EXTRACT TO READ =

..........

New Biocompatible Frameworks: Small-Molecule HOFs Open the Door to Advanced Bio-Applications
In a notable advance bridging chemistry, materials science and biotechnology, researchers have developed a new class of highly ordered, macroporous frameworks built from small, biocompatible molecules. These frameworks — a type of Hydrogen‑bonded Organic Frameworks (HOFs) — combine structural robustness, large pore sizes, and biocompatibility, making them promising substrates for enzyme encapsulation, cell scaffolding, and other bio-medical applications.
What Makes These New HOFs Special
Traditional porous materials (such as MOFs or covalent frameworks) often rely on strong covalent or coordination bonds. Weak non-covalent interactions — such as hydrogen bonding — are more challenging to harness for robust, large-pore, stable frameworks because assemblies tend to collapse once templates are removed.
In this new work, the authors overcame this limitation by choosing small, biocompatible building blocks that feature multiple hydrogen-bond donor/acceptor sites plus extended π-conjugation. This design enables the molecules to self-assemble into ordered crystalline networks in the presence of a sacrificial template, and — crucially — to retain structural integrity after template removal.
In other words: the researchers succeeded in converting dense hydrogen-bonded crystals into macroporous HOFs — a transformation that had long been difficult to realize. The resulting materials combine the advantages of small-molecule chemistry (low toxicity, affordability, tunability) with the high porosity and structural order typical of networks built via stronger bonds.
Demonstrated Utility: Enzyme Loading & Cellular Scaffolds
To demonstrate practical utility, the authors loaded the enzyme Trypsin into the new HOFs. The porous network allowed the enzyme to be encapsulated effectively without loss of function. More remarkably, when used as a scaffold with human immune-derived cells (peripheral blood mononuclear cells), the HOFs promoted differentiation into fibrocytes — evidence that the material is not only non-toxic but biologically active and supportive of cell growth and differentiation.

..........

ACTIVITY = In the article on small-molecule HOFs, which enzyme did the researchers load into the new frameworks?

..........

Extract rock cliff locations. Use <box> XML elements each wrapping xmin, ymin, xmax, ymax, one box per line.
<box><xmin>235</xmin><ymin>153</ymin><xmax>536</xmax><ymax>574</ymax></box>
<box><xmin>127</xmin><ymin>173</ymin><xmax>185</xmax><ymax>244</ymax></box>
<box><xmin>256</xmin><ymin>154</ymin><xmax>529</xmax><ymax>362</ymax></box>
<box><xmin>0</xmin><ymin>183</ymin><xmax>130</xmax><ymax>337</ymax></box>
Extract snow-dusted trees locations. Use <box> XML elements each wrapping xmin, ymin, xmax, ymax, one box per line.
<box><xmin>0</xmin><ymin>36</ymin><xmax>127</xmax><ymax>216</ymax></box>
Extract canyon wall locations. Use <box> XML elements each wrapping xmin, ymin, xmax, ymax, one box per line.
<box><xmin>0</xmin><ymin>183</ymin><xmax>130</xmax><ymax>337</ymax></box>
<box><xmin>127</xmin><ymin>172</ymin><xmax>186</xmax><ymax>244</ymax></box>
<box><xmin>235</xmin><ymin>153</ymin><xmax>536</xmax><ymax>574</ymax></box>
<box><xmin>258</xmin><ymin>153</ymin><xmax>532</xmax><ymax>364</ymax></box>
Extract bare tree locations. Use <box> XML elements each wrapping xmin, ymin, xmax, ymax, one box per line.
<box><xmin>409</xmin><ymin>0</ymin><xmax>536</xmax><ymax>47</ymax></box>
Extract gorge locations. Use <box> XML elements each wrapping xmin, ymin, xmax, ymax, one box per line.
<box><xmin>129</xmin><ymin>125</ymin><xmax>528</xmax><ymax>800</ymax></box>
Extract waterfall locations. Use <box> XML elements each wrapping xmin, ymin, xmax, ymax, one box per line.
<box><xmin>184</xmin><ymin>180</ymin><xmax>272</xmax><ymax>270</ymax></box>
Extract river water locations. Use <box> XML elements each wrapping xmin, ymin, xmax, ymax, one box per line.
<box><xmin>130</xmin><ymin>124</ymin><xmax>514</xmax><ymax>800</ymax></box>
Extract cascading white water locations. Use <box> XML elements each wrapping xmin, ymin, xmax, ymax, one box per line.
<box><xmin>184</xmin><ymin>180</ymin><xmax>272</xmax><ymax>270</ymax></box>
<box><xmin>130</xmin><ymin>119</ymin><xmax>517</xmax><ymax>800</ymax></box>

..........

WRITTEN SOLUTION = Trypsin